Selected passage:
Our goal is to determine the standard Lyndon words ${\ell}_{\alpha},$ for all
$\alpha \in {\mathrm{\Phi}}^{+}\text{.}$ This is done by induction on the
lengths of the words (heights of the roots). The main tools are Propositions (2.4) and (2.9) from section 2 and the tables of the positive roots for the finite
dimensional simple Lie algebras, [Bou1981] pp. 250-275.

Let $\alpha =\sum _{i=1}^{n}{a}_{i}{\alpha}_{i}\in {\mathrm{\Phi}}^{+}\text{.}$
By Proposition (2.9) we know that ${\ell}_{\alpha}$ is of the form
$$\begin{array}{cc}{\ell}_{\alpha}={\ell}_{{\beta}_{1}}{\ell}_{{\beta}_{2}}\cdots {\ell}_{{\beta}_{k}}{x}_{e},& \text{(3.3)}\end{array}$$
where
(1)
${\ell}_{{\beta}_{j}}$ are standard Lyndon words for all
$1\le j\le k,$
(2)
${\ell}_{{\beta}_{j}}$ is a left factor of
${\ell}_{{\beta}_{j-1}}$ for all
$j>1,$
(3)
${x}_{e}\in X\text{.}$
In the following discussion we shall exclude the trivial case $\mid {\ell}_{\alpha}\mid =1$
so that $k>0\text{.}$ Because of (2), each of the factors
${\ell}_{{\beta}_{j}}$ begins with the same letter, say ${x}_{b}\in X,$
$1\le b\le n,$ and ${x}_{b}\ne {x}_{e}$
since ${\ell}_{\alpha}$ is Lyndon; in fact, the letter ${x}_{b}$ is the smallest letter in
the word ${\ell}_{\alpha}\text{.}$ Thus, since $\text{wt}\left({x}_{b}\right)={\alpha}_{b},$
$b$ is the smallest integer in $\{1,\dots ,n\}$ such that
${a}_{b}\ne 0\text{.}$ Since ${x}_{b}$ appears exactly
${a}_{b}$ times in ${\ell}_{\alpha}$ and it appears as the first letter of each of the
factors ${\ell}_{{\beta}_{j}},$ $1\le j\le k,$
it follows that $k\le {a}_{b}\text{.}$ A scan of the root tables for the finite dimensional
simple Lie algebras shows that ${a}_{b}\le 3$ and that ${a}_{b}=3$
for only one positive root (this root is in type ${G}_{2}\text{).}$

For each $1\le j\le k,$ let ${\beta}_{j}=\text{wt}\left({\ell}_{{\beta}_{j}}\right)\text{.}$
Then the factorization in (3.3) must satisfy the following:
(1)

Records shown:
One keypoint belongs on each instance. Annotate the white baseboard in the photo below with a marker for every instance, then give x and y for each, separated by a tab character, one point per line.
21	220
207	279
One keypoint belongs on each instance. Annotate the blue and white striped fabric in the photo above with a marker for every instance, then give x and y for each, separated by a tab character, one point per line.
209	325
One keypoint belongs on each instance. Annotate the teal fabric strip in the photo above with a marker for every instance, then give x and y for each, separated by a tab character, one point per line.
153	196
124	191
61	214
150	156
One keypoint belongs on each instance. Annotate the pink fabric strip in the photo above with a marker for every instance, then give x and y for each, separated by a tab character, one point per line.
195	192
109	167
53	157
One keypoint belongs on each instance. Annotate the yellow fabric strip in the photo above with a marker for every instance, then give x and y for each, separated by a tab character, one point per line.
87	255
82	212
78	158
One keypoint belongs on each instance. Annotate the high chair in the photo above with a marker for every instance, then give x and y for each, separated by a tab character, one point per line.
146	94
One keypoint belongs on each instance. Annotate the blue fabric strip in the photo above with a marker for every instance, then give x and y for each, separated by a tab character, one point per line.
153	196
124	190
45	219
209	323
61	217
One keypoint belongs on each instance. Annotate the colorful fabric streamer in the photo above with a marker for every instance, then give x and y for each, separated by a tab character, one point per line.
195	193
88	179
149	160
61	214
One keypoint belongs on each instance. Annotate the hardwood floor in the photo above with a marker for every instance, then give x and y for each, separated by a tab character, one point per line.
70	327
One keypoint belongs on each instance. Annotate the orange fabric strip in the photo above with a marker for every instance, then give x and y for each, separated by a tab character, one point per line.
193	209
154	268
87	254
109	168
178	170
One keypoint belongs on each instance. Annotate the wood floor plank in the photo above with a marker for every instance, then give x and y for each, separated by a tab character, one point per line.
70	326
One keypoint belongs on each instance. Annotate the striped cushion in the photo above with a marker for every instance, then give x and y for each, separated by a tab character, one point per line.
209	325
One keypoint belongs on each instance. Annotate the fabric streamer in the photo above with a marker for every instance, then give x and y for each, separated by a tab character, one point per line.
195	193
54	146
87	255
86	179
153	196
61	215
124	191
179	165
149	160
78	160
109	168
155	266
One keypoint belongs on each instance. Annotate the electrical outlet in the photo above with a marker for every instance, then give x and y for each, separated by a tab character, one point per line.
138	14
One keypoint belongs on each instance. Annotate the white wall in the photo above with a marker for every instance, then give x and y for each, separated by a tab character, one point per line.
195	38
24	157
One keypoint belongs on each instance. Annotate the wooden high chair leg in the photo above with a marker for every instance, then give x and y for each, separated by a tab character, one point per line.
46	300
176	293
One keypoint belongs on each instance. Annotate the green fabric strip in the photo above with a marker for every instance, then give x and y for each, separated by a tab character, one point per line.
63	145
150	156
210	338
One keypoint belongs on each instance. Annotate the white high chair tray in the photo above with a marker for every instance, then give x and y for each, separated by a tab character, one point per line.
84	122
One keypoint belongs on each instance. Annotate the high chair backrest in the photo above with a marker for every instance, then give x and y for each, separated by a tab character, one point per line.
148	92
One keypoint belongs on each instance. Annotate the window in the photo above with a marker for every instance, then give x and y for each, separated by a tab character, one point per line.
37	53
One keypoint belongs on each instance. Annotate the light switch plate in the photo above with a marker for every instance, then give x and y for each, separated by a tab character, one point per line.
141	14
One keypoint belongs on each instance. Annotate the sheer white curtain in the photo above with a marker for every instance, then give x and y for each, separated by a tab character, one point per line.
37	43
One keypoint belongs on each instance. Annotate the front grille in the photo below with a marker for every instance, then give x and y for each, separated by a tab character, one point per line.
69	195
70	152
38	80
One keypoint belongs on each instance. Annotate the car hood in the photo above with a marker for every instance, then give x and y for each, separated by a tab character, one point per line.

Problems and tasks:
a – Please reproduce the part of the passage on standard Lyndon words between "Our goal is" and "[Bou1981] pp. 250-275.", inclusive.
b – In the passage on standard Lyndon words, for how many positive roots does a_b equal 3, and in which type does this occur?

Outputs by task:
a –
Our goal is to determine the standard Lyndon words ${\ell}_{\alpha},$ for all
$\alpha \in {\mathrm{\Phi}}^{+}\text{.}$ This is done by induction on the
lengths of the words (heights of the roots). The main tools are Propositions (2.4) and (2.9) from section 2 and the tables of the positive roots for the finite
dimensional simple Lie algebras, [Bou1981] pp. 250-275.

b – Only one positive root, and it is in type G2.